Stored data entries:
########
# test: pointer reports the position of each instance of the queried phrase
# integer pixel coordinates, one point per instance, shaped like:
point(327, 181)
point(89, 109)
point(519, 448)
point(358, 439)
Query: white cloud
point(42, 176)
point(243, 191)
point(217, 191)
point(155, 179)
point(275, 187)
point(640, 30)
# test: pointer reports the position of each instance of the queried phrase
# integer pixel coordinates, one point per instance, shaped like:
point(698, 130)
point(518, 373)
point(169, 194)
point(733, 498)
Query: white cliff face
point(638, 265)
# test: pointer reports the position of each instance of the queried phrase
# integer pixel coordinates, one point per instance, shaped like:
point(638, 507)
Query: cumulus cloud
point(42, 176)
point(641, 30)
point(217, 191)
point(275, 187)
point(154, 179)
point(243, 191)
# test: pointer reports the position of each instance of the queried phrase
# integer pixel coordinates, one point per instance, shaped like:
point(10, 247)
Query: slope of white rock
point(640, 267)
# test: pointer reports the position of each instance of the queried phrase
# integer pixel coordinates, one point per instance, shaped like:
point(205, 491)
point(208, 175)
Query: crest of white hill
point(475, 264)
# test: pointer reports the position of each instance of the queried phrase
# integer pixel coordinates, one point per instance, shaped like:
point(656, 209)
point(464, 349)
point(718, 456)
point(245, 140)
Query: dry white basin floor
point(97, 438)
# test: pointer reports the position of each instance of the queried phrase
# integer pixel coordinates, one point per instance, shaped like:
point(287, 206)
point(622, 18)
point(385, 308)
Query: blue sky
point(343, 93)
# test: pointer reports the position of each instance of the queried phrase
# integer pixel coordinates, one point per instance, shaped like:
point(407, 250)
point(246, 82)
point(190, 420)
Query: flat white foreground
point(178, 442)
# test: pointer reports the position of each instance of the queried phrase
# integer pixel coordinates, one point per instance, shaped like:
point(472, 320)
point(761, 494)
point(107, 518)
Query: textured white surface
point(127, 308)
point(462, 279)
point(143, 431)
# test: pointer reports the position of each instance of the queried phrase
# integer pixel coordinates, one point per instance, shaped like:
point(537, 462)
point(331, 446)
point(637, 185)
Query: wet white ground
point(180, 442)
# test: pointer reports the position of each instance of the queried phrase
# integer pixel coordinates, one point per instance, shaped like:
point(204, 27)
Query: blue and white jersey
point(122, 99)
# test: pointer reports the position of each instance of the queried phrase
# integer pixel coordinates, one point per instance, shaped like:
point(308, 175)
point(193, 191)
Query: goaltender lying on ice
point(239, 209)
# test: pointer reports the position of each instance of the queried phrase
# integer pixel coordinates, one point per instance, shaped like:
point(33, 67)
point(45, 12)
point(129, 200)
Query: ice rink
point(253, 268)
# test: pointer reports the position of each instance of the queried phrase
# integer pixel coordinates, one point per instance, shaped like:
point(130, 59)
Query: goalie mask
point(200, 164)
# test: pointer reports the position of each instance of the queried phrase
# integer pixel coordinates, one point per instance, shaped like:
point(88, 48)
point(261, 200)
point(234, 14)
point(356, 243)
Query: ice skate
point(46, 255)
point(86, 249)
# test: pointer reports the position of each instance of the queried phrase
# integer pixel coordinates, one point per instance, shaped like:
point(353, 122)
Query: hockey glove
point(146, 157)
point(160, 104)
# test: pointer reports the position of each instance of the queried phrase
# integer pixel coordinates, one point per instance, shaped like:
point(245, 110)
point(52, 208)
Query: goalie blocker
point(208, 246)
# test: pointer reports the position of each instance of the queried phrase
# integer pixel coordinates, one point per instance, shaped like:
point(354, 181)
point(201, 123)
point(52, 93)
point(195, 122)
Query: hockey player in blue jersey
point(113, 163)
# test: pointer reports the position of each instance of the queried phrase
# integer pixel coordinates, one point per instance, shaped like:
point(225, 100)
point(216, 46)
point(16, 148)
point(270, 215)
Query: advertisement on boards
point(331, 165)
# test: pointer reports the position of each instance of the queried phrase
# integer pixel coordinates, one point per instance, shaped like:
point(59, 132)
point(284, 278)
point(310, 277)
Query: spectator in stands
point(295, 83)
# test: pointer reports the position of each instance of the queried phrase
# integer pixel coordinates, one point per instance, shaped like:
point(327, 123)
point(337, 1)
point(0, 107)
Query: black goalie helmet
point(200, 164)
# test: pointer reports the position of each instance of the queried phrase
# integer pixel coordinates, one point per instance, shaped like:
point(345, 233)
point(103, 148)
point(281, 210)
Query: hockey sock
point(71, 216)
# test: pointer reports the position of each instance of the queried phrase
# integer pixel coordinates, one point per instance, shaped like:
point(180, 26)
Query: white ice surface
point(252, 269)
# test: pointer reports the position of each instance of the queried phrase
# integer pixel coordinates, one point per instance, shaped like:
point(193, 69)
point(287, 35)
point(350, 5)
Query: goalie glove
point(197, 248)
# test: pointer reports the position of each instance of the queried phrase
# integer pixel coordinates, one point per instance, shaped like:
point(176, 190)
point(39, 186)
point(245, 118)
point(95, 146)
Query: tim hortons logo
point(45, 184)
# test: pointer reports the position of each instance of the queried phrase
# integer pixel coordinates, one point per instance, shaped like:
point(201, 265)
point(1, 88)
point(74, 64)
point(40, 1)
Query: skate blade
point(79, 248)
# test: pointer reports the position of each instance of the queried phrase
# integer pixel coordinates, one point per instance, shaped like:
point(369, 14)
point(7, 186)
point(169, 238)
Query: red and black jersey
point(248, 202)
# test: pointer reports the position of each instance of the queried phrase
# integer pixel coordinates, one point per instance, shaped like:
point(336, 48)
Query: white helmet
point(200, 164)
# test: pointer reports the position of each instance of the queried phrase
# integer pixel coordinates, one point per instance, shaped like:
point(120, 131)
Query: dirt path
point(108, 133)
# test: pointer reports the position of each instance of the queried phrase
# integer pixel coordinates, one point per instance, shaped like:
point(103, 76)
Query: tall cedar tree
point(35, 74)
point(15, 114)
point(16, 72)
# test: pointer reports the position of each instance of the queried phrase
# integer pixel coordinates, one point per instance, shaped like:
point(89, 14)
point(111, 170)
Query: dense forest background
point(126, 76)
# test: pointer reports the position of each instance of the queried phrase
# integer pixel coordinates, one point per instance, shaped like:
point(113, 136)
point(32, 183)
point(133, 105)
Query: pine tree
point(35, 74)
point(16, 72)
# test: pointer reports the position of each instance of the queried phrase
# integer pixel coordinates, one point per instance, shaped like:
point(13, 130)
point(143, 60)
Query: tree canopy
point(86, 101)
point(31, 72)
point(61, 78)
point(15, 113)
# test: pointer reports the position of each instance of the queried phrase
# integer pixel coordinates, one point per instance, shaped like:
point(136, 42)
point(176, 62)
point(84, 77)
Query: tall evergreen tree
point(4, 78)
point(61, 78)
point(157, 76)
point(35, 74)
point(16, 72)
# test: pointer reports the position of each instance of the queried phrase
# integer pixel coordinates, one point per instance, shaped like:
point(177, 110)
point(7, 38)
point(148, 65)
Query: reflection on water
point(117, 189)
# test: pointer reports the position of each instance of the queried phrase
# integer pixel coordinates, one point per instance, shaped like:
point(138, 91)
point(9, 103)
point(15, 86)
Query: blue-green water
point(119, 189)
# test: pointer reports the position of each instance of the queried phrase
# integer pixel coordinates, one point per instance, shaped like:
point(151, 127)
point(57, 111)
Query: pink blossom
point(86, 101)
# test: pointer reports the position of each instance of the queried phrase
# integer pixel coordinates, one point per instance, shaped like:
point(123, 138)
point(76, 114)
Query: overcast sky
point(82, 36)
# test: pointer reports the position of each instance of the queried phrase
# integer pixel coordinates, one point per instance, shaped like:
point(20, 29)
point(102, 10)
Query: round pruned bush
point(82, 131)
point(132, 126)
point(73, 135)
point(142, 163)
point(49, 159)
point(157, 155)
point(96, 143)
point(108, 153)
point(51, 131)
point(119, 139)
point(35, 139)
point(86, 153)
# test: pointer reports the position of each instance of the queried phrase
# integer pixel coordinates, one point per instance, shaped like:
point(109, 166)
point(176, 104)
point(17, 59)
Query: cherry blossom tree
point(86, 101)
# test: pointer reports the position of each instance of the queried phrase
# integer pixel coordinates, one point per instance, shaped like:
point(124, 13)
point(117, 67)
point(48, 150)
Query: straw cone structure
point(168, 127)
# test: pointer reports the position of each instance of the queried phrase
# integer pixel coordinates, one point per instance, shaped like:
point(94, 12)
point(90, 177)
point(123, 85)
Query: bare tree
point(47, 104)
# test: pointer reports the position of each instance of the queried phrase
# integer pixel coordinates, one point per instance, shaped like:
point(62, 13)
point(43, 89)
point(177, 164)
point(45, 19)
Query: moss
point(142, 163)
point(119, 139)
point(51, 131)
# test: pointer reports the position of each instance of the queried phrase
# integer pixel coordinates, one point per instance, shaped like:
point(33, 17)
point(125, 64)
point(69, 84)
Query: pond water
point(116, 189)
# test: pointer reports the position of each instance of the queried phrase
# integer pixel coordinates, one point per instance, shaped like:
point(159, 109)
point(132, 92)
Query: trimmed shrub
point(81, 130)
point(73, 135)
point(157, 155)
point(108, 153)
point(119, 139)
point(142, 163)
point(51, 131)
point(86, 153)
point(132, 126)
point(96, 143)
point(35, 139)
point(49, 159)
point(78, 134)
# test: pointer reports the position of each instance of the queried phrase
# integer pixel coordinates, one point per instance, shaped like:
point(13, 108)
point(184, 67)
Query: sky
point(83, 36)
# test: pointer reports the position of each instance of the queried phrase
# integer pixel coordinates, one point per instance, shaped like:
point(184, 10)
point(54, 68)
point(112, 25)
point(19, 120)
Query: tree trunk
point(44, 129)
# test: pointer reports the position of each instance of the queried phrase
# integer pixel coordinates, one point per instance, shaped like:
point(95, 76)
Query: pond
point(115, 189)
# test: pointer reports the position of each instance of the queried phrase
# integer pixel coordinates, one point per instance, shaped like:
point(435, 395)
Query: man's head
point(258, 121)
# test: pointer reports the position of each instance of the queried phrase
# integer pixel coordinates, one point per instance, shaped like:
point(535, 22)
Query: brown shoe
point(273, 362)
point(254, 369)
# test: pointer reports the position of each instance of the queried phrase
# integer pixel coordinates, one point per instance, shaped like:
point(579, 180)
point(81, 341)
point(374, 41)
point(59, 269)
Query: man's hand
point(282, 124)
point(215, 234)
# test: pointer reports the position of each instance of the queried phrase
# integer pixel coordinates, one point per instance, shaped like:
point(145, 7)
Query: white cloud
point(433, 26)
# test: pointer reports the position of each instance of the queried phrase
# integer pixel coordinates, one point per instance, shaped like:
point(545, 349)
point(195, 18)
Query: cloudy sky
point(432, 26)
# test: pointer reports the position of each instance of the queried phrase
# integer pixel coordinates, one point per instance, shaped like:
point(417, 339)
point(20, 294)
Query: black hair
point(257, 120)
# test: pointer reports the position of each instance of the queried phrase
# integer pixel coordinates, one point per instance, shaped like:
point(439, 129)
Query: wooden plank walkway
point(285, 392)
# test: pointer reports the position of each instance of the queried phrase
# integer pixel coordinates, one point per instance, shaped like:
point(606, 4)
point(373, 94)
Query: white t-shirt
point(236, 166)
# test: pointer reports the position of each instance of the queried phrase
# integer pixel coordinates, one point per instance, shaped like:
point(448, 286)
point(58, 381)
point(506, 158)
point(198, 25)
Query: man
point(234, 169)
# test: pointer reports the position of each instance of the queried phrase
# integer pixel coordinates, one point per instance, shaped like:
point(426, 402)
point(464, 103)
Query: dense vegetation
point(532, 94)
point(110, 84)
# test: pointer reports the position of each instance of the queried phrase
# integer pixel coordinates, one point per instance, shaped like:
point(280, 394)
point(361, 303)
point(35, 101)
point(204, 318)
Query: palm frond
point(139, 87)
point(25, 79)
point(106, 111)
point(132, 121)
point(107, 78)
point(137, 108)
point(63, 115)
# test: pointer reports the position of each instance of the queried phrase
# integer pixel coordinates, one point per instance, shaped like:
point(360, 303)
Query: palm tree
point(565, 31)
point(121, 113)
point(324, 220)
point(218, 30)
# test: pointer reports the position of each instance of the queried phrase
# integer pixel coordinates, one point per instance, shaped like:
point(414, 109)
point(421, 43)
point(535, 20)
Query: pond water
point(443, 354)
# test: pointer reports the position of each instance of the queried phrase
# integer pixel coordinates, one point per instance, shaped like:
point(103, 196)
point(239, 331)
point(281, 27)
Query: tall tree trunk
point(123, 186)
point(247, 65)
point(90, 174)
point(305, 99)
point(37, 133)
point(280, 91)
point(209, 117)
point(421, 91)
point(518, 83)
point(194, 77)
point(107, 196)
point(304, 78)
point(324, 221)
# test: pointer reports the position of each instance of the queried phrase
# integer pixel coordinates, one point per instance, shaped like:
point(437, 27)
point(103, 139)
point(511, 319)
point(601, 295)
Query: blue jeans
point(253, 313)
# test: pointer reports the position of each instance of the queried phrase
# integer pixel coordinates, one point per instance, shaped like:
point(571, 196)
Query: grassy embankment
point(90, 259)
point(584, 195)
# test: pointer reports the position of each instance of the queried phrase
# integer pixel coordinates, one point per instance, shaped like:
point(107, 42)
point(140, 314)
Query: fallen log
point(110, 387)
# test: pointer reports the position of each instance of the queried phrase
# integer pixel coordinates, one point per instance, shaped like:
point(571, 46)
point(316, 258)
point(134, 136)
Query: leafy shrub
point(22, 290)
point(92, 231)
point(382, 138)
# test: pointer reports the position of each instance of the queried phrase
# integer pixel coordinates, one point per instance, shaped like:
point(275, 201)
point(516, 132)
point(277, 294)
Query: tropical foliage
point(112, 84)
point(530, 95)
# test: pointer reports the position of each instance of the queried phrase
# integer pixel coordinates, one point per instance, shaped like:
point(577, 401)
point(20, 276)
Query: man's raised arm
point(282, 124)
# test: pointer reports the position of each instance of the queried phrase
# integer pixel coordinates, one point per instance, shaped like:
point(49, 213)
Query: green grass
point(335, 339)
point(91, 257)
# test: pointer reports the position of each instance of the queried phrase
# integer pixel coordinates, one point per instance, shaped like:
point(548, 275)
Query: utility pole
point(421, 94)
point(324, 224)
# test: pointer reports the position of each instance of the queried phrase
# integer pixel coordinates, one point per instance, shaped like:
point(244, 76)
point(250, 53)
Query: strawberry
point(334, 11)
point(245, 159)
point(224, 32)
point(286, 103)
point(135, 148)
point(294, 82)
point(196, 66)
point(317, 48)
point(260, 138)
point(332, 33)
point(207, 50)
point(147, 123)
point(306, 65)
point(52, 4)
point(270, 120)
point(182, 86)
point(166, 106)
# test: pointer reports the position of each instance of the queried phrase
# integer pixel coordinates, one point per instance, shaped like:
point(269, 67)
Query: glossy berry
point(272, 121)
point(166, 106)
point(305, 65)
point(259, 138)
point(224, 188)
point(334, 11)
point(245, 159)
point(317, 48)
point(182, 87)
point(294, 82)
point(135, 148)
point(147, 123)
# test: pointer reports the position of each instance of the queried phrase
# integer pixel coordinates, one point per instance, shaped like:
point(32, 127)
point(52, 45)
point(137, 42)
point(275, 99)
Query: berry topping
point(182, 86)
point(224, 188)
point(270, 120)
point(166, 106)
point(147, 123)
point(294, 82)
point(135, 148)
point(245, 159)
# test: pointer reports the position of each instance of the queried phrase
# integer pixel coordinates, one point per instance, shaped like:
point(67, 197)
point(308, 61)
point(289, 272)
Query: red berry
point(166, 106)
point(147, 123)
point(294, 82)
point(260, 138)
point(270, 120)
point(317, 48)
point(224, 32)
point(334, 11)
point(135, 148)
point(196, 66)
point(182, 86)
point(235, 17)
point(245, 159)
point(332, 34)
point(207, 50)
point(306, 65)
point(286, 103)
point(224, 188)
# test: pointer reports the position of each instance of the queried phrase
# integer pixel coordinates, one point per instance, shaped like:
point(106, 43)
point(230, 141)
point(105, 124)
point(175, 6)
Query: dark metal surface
########
TASK GOAL: List every line of the records above that contains the word "black". Matching is case-sensitive.

EXERCISE RESPONSE:
Query: black goalie helmet
Query: red and black jersey
Query: black hair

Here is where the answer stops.